Testo fornito:
· · · · · · ·
Vede valutazioni geopolitiche nella distribuzione dei vaccini?
È in corso una guerra dei vaccini, il che è piuttosto disgustoso perché qui è in gioco la vita delle persone. E ci sono più persone che vaccini. Conquistare l’accesso a qualcosa che è limitato e potenzialmente lucrativo chiama inevitabilmente in causa la politica.
Come prosegue la campagna di vaccinazione in Russia?
A Mosca sembra a buon punto: ma Mosca sta al resto della Russia come New York al resto degli Stati Uniti. Il Comune aveva finanziato i test clinici necessari a lanciare Sputnik, per così dire. Di conseguenza si sono assicurati i diritti per una quantità cospicua di dosi del vaccino, distribuite gratuitamente. Nelle regioni, a migliaia di miglia da Mosca, non è la stessa cosa: lì le dosi di vaccino disponibile sono molto meno di quanto si dovrebbe.
Qual è l’atteggiamento delle persone? All’inizio prevaleva una certa diffidenza…
A Mosca la domanda sta aumentando, ma nel resto della Russia credo che la situazione sia più simile per esempio alla Francia, il Paese europeo che accetta meno di tutti le vaccinazioni. Dunque sarà una strada in salita, per l’opinione che la gente ha dei politici e dell’industria farmaceutica locale.
Quanto duramente è stata colpita la Russia dalla pandemia?
· · · · · · ·
(Voci della raccolta)
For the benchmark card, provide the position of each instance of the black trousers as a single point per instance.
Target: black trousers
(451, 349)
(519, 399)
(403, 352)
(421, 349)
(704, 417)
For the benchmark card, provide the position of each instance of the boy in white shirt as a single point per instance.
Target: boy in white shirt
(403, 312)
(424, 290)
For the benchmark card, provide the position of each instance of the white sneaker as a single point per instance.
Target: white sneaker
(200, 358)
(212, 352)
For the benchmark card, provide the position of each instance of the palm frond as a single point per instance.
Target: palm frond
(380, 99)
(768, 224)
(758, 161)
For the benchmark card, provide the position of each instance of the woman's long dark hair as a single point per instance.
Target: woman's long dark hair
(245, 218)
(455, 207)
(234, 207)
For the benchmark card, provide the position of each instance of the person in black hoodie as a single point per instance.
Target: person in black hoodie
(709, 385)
· · · · · · ·
Uso delle informazioni:
1. Puoi riscrivere come elenco puntato il paragrafo del testo sui vaccini in Russia che inizia con «A Mosca sembra a buon punto», mantenendone i fatti principali?
2. Puoi proseguire il testo sui vaccini in Russia, ripartendo subito dopo la sua ultima frase?

Risultati dell'esercizio:
1.
- A Mosca la campagna di vaccinazione sembra a buon punto, ma Mosca sta al resto della Russia come New York al resto degli Stati Uniti.
- Il Comune aveva finanziato i test clinici necessari a lanciare Sputnik.
- Di conseguenza si è assicurato i diritti su una quantità cospicua di dosi, distribuite gratuitamente.
- Nelle regioni, a migliaia di miglia da Mosca, le dosi disponibili sono molte meno di quanto si dovrebbe.

2.
Il bilancio ufficiale del morti è intorno alle 70mila persone, numeri probabilmente inferiori alla realtà. Considerando la mortalità in eccesso nel 2020 rispetto al 2019, le cifre sono quattro volte più alte. È una questione molto seria. In ottobre ero a Verona: la città era quasi completamente ferma. La Russia da giugno non ha mai avuto un lockdown così rigido. Per le strade c’è gente con la mascherina, ma non ti danno 500 euro di multa se non ce l’hai. Le cifre ufficiali sono inferiori alla realtà perché i politici vogliono mostrare che la Russia è messa meglio di altri Paesi. Ma così si danno la zappa sui piedi: numeri bassi non inducono la gente a vaccinarsi. Tanti, come negli Usa, ancora non lo considerano problema reale. Pensano si tratti di influenza, o che non ci sia nessun virus.
Quando vedremo la luce in fondo al tunnel?
Le persone che ogni giorno vengono infettate costituiscono un processo esponenziale che, alla fine, porterà all’immunità di gregge. Non ci siamo ancora, in Europa il contagio ha raggiunto soltanto il 10% della popolazione: se non si interviene il prezzo in termini di vite umane sarà gigantesco. E poi ci sono le vaccinazioni, un processo lineare appena partito, molto più lento delle infezioni. Riusciremo a stabilizzare la crisi quando raggiungeremo l’equilibrio tra questi due processi opposti.